### POLECENIE A
Na podstawie poniższego fragmentu rozstrzygnij, czy zgadzają się z nim stwierdzenia: (i) punktem wyjścia do wymiany listów był wywiad papieża dla agencji Associated Press; (ii) odpowiedź Franciszka dla ks. Martina pozostała prywatna; (iii) Franciszek napisał, że okoliczności mogą zmniejszyć lub wyeliminować winę. Przy każdym odpowiedz „tak” lub „nie” i przytocz dosłownie rozstrzygające słowa fragmentu.

---------- FRAGMENT TEKSTU ----------

31 stycznia 2023

Wina, grzech, homoseksualizm. Tęczowe lobby w Kościele wykorzystuje słowa Franciszka

(Fot. Niall Carson / PA Images / Forum)

Co papież naprawdę myśli o homoseksualizmie i grzechu? – zastanawia się Gavin Ashenden na łamach portalu Catholic Herald. Autor nawiązuje do korespondencji pomiędzy Franciszkiem a redaktorem naczelnym jezuickiego pisma „America”, jak pisze – „niestrudzonym aktywistą LGBTQ+”, ojcem Jamesem Martinem.

„Cała posługa ks. Martina jest związana z jego pragnieniem zmiany katolickiego rozumienia homoseksualizmu” – wyjaśnia Ashenden.

Punktem wyjścia do wymiany listów był niedawny wywiad papieża dla agencji Associated Press. Z ust następcy Benedykta XVI padło tam stwierdzenie, że homoseksualizm jest grzechem, ale nie jest przestępstwem. Martin poprosił autora tych słów o wyjaśnienie i nie czekał długo na odpowiedź, która została szybko upubliczniona. „Kiedy powiedziałem, że to grzech, po prostu odniosłem się do katolickiej nauki moralnej, która mówi, że każdy akt seksualny poza małżeństwem jest grzechem. Oczywiście trzeba też wziąć pod uwagę okoliczności, które mogą zmniejszyć lub wyeliminować winę” – napisał Franciszek. Na stwierdzenie, że samo „bycie gejem” [jak można się domyślać, chodzi o aktywny homoseksualizm – red.] jest grzechem, odpowiedział sam sobie, iż „w takim razie grzechem jest także brak wzajemnej miłości”.

Wesprzyj nas już teraz!

„I te dwa stwierdzenia razem wywołały niemałe zamieszanie. Z jednej strony papież Franciszek godnie przywołał katolickie nauczanie etyczne, mówiąc, że każdy akt seksualny poza małżeństwem jest grzechem. Z drugiej jednak strony, nieco niejednoznacznie, przedstawił inną ideę, która w połączeniu z publiczną dyskusją na temat miłości homoseksualnej może działać na szkodę nauczania katolickiego” – zauważa publicysta Catholic Herald. I zaraz podał konkretny przykład, że już się to dzieje.

---------- DOSTARCZONE DANE ----------

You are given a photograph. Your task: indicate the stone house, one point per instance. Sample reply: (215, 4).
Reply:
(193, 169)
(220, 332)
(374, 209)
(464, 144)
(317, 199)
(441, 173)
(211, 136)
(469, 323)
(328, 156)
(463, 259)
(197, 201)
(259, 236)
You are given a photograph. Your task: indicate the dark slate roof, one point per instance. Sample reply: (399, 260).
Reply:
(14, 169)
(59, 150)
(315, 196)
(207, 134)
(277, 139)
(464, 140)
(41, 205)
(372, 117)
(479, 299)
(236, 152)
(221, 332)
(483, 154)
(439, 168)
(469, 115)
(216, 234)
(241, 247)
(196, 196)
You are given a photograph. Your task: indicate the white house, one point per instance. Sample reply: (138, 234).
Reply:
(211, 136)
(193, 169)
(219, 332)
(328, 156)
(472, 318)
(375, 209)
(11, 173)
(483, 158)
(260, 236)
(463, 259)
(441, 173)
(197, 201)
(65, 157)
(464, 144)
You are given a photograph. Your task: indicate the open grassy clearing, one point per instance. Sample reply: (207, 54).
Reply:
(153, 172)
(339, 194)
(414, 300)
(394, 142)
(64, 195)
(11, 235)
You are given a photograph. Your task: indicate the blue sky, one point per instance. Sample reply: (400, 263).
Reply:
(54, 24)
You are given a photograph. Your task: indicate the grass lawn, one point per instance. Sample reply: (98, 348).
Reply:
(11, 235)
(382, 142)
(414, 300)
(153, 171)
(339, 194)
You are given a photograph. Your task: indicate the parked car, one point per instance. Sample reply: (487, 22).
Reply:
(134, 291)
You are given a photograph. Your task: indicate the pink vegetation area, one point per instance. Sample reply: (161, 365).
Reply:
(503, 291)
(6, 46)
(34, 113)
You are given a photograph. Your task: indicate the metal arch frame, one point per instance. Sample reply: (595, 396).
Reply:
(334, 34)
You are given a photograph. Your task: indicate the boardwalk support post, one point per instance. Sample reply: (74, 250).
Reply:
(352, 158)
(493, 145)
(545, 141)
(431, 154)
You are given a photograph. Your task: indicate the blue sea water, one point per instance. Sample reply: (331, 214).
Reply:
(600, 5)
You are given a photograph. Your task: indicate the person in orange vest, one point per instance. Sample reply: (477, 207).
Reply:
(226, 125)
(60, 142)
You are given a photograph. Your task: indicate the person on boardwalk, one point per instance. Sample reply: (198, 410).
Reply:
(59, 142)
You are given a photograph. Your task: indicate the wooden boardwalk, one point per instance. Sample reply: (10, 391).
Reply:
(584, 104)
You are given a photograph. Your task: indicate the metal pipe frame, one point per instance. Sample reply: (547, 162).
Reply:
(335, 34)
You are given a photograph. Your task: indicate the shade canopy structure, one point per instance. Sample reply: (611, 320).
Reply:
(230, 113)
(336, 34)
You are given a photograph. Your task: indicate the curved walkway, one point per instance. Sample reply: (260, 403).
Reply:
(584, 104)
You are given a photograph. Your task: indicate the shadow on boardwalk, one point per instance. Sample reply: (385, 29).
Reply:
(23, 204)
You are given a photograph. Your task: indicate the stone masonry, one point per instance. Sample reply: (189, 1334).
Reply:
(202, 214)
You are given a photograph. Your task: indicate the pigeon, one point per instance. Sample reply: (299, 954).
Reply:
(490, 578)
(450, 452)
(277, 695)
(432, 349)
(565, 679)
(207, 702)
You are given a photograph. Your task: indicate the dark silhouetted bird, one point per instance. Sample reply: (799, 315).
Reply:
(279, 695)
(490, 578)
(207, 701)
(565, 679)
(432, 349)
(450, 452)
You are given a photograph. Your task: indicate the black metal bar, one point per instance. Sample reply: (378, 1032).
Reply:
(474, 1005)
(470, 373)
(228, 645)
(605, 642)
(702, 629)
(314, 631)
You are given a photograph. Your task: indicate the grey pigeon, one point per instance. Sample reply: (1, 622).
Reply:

----------

### POLECENIE B
Ustal, w ilu wierszach rekordów występuje ciąg „person”. Podaj wyłącznie liczbę.

### POPRAWNA ODPOWIEDŹ A
(i) Tak: „Punktem wyjścia do wymiany listów był niedawny wywiad papieża dla agencji Associated Press.”
(ii) Nie: „nie czekał długo na odpowiedź, która została szybko upubliczniona.”
(iii) Tak: „Oczywiście trzeba też wziąć pod uwagę okoliczności, które mogą zmniejszyć lub wyeliminować winę”.

### POPRAWNA ODPOWIEDŹ B
2